*Texto escolhido*.
----------------------------------------

Política

Pela saúde política do Brasil

Pela saúde política do Brasil

 

 

Vitor Vilela Guglinski*

 

 

A discussão acerca da elegibilidade de candidatos que estejam com a “ficha suja” tem ganhado maior destaque em nosso país, em razão dos sucessivos escândalos hodiernamente ventilados pelos meios de comunicação, envolvendo ocupantes de cargos eletivos na estrutura da Administração Pública.

 

O TSE discute a melhor forma de divulgar uma lista contendo o nome de candidatos que respondem a processos na Justiça, na tentativa de formar no eleitor um juízo de valor que o permita direcionar seu voto com consciência e responsabilidade, enquanto titular do poder a ser exercido mediante o mandato que outorgará a determinados candidatos.

 

A grande questão, que tem gerado debates acalorados, gira em torno do princípio da presunção de inocência, implícito no art. 5º, LVII, da Constituição Federal, o qual garante que ninguém será considerado culpado enquanto não existir contra si sentença condenatória transitada em julgado, reconhecendo-o oficialmente como tal pelas acusações existentes no respectivo processo.

----------------------------------------

Entradas de dados
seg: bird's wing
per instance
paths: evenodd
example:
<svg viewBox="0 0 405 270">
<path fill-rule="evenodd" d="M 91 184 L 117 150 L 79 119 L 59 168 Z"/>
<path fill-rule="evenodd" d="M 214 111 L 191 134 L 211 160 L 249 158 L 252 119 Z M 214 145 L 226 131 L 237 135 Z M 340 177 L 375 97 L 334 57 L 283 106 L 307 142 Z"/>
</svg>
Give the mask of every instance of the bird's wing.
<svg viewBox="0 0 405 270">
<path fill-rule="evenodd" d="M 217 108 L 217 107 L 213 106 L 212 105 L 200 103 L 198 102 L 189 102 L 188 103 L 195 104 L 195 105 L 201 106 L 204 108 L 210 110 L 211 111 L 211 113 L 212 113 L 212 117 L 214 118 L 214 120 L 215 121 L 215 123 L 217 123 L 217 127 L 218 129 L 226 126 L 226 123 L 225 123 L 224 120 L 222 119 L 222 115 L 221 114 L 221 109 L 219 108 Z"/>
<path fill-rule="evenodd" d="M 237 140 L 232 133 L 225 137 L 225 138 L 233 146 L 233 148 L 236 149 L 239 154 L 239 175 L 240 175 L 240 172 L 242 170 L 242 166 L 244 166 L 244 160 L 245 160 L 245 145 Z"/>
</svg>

----------------------------------------

*Tarefa pedida 1*. No texto sobre candidatos ficha suja, reescreva de forma mais curta o parágrafo que começa com "O TSE discute a melhor forma", mantendo os fatos principais.
*Tarefa pedida 2*. Retome o texto sobre candidatos ficha suja e continue a escrita a partir da última frase dele.

*Resultado do exercício 1*. O TSE estuda como divulgar uma lista com os nomes dos candidatos que respondem a processos na Justiça. A ideia é ajudar o eleitor a formar uma opinião e votar com consciência e responsabilidade, já que é ele quem dá o mandato a esses candidatos.

*Resultado do exercício 2*.
De fato, negar vigência ao princípio da presunção de inocência significa, juridicamente, violar uma cláusula pétrea, na medida em que nosso ordenamento jurídico sequer permite a deliberação de proposta de emenda à Constituição tendente a abolir os direitos e garantias individuais, nos termos do art. 60, § 4º, IV, da CF 88. Sendo assim, objetivamente o Estado ainda não possui meios de ignorar aquele princípio de direito e instituir medidas coercitivas capazes de impedir o acesso de candidatos aos cargos eletivos, na medida em que, ao final de eventual processo pendente sobre a pessoa do candidato, a inocência do mesmo pode restar judicialmente reconhecida, ao mesmo tempo em que seus direitos políticos lhe foram precipitadamente tolhidos.

 

Em debate no programa Observatório da Imprensa, exibido pela TVE no dia 17/06/2008, o ex-presidente do Tribunal Superior Eleitoral, Carlos Velloso, defendeu a pena de inelegibilidade a ser aplicada a candidatos que tiverem contra si condenação criminal transitada em julgado em segunda ou única instância, sustentando que tal condenação “apresenta-se como medida capaz de evitar que, sob o manto da presunção de inocência, pessoas comprovadamente criminosas obtenham mandatos eletivos”. Concluiu seu raciocínio afirmando que tal, no mínimo, enfraquece a presunção de inocência alçada como cláusula pétrea na Carta Maior.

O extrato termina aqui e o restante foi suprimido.